**Text**:
Water Cycle (Hydrologic Cycle)

  • Importance of Water: Fundamental for life; comprises a significant portion of living organisms' body weight.

  • Distribution:

    • Oceans (96.5%), glaciers (1.7%), groundwater (1.7%), and trace amounts in the atmosphere.

  • Key Processes:

    • Evaporation, Precipitation, and Transpiration which maintain the cycle in both terrestrial and aquatic systems.

    • Global Water Cycle: Movement of water among oceans, land, and atmosphere.

    • Biological Water Cycle: Water uptake and return in terrestrial and aquatic ecosystems.

Carbon Cycle

  • Importance of Carbon: Fundamental building block of life; critical for organic compounds.

  • Main Sources: Atmospheric CO2 and dissolved gases in aquatic environments.

  • Biological Processes:

    • Photosynthesis: Converts CO2 and water into glucose, releasing oxygen.

    • Respiration: Transfer of carbon through food chains and release back into environment.

  • Role of Oceans: Major carbon reservoir that dissolves atmospheric CO2 and facilitates cycling through marine life.

Summary of Biogeochemical Cycles

  • Key Elements: Water, Nitrogen, Carbon, Phosphorous, Sulphur, Oxygen are critical for life.

  • Complex Interactions: These cycles are interconnected pathways that regulate the flow and transformation of matter across Earth’s systems.

**Provided records**:
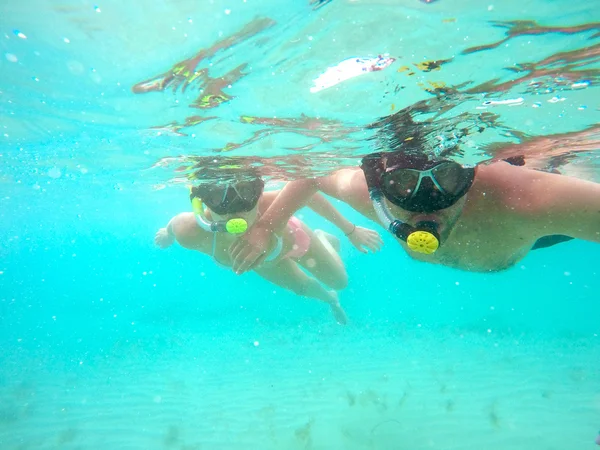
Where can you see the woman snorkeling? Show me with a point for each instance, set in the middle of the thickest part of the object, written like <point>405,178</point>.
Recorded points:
<point>223,212</point>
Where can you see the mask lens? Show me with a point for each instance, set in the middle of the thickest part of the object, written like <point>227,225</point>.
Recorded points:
<point>450,176</point>
<point>401,183</point>
<point>248,191</point>
<point>213,196</point>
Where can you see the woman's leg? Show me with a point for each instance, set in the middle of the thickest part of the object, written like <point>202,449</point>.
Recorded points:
<point>323,261</point>
<point>288,275</point>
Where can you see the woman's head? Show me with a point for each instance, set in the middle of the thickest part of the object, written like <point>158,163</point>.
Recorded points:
<point>233,197</point>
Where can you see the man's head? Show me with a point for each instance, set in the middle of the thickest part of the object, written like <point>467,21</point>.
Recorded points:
<point>421,190</point>
<point>416,183</point>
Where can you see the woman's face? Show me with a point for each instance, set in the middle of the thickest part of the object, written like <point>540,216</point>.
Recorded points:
<point>248,216</point>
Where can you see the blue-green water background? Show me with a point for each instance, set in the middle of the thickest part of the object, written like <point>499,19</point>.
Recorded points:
<point>109,342</point>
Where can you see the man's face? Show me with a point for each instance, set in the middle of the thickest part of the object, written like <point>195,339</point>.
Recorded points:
<point>445,218</point>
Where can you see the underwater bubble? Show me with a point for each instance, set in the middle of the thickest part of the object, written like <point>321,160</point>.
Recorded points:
<point>54,173</point>
<point>75,67</point>
<point>581,84</point>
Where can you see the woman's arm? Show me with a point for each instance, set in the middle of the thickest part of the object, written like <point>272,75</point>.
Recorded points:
<point>363,239</point>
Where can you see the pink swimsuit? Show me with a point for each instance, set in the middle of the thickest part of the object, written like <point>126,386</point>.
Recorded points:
<point>301,240</point>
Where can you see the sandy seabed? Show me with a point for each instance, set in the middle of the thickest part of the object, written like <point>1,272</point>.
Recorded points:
<point>273,388</point>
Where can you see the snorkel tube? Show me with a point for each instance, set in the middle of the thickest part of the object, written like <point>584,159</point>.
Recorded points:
<point>423,238</point>
<point>231,226</point>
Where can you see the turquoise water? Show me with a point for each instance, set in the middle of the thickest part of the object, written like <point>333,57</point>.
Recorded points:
<point>108,342</point>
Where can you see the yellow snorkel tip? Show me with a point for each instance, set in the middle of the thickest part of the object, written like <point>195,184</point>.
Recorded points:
<point>197,205</point>
<point>422,242</point>
<point>236,226</point>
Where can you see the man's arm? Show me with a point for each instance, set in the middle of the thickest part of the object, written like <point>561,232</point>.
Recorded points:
<point>567,205</point>
<point>363,239</point>
<point>325,209</point>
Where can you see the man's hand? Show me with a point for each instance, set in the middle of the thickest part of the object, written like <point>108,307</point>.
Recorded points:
<point>250,250</point>
<point>365,240</point>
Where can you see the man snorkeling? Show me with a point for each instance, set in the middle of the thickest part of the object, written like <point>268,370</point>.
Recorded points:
<point>480,219</point>
<point>223,212</point>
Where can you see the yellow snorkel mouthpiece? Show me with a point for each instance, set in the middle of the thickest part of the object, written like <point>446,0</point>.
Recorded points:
<point>422,242</point>
<point>197,206</point>
<point>236,226</point>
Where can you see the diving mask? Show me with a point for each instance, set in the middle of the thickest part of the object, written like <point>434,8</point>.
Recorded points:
<point>237,225</point>
<point>230,198</point>
<point>416,184</point>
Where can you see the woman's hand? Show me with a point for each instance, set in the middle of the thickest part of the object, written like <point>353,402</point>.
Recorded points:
<point>365,240</point>
<point>163,238</point>
<point>249,250</point>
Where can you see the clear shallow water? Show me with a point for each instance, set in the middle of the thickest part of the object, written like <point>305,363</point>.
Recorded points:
<point>108,342</point>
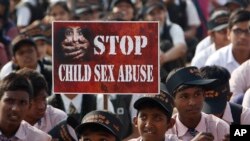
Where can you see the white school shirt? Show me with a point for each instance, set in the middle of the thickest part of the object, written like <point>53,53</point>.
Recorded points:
<point>223,57</point>
<point>245,115</point>
<point>208,123</point>
<point>168,137</point>
<point>50,119</point>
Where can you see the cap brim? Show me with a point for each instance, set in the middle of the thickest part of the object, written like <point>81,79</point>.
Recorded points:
<point>79,129</point>
<point>214,106</point>
<point>152,7</point>
<point>201,82</point>
<point>22,42</point>
<point>218,28</point>
<point>137,104</point>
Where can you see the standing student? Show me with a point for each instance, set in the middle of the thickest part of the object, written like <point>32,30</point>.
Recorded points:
<point>216,98</point>
<point>100,126</point>
<point>15,92</point>
<point>153,117</point>
<point>187,87</point>
<point>39,114</point>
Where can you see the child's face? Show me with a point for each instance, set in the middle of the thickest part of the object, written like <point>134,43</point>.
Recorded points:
<point>152,124</point>
<point>38,106</point>
<point>97,136</point>
<point>189,102</point>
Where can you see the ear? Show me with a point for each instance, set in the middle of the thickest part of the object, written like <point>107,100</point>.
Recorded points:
<point>171,123</point>
<point>135,121</point>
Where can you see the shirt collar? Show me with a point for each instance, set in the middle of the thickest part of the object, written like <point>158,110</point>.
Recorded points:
<point>182,129</point>
<point>227,116</point>
<point>20,134</point>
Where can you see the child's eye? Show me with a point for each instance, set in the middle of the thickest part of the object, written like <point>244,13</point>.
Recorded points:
<point>143,118</point>
<point>158,118</point>
<point>183,97</point>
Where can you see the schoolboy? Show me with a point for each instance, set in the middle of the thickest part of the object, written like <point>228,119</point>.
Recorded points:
<point>187,87</point>
<point>15,92</point>
<point>39,114</point>
<point>100,125</point>
<point>153,118</point>
<point>216,98</point>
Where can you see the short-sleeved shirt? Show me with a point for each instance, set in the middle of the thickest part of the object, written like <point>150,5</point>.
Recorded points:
<point>50,119</point>
<point>239,81</point>
<point>168,137</point>
<point>223,57</point>
<point>208,123</point>
<point>26,132</point>
<point>244,119</point>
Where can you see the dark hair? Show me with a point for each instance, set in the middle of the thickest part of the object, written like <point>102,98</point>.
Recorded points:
<point>62,4</point>
<point>96,128</point>
<point>37,79</point>
<point>216,72</point>
<point>239,15</point>
<point>15,82</point>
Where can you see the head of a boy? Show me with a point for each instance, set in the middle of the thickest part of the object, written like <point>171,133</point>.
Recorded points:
<point>25,52</point>
<point>216,97</point>
<point>38,103</point>
<point>100,125</point>
<point>15,92</point>
<point>187,87</point>
<point>154,116</point>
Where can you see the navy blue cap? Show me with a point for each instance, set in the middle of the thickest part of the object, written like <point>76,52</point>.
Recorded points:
<point>186,76</point>
<point>105,119</point>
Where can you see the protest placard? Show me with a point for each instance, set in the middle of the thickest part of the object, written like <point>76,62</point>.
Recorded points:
<point>105,57</point>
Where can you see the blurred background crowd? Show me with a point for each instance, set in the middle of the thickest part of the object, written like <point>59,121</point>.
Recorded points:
<point>191,32</point>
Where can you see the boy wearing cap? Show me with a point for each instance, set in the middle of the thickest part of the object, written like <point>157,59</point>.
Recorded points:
<point>216,98</point>
<point>154,117</point>
<point>100,125</point>
<point>15,92</point>
<point>187,87</point>
<point>217,26</point>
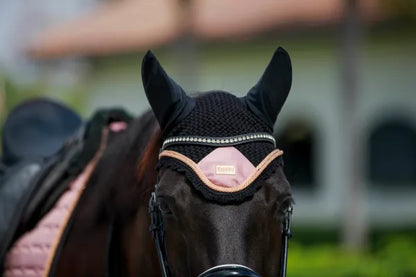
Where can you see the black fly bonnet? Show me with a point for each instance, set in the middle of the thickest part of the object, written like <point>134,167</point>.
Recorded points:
<point>222,143</point>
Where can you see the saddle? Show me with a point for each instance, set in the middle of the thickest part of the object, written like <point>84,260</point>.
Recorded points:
<point>45,146</point>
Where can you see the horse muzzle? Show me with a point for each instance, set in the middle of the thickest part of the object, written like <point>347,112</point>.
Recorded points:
<point>227,270</point>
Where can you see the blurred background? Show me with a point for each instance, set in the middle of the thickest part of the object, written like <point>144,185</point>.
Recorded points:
<point>348,128</point>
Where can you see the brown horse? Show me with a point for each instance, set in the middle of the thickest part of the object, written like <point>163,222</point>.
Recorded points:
<point>224,220</point>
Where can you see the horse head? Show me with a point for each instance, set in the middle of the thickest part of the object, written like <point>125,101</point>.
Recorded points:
<point>220,202</point>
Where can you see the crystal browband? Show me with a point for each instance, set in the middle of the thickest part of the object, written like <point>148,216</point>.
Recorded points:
<point>219,141</point>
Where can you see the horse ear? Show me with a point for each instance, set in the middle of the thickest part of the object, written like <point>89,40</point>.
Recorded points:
<point>267,97</point>
<point>168,100</point>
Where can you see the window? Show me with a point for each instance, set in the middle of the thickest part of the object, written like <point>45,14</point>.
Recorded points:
<point>297,140</point>
<point>392,153</point>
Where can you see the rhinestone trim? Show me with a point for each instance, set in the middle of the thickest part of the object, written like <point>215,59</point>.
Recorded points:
<point>219,141</point>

**Assigned task**:
In the text on biogeochemical cycles:
(a) What share of water is held in oceans?
(b) What does photosynthesis convert carbon dioxide and water into?
(c) What are the main sources of carbon?
Answer from the text on biogeochemical cycles alone.

**Response**:
(a) 96.5%
(b) Glucose, releasing oxygen
(c) Atmospheric CO2 and dissolved gases in aquatic environments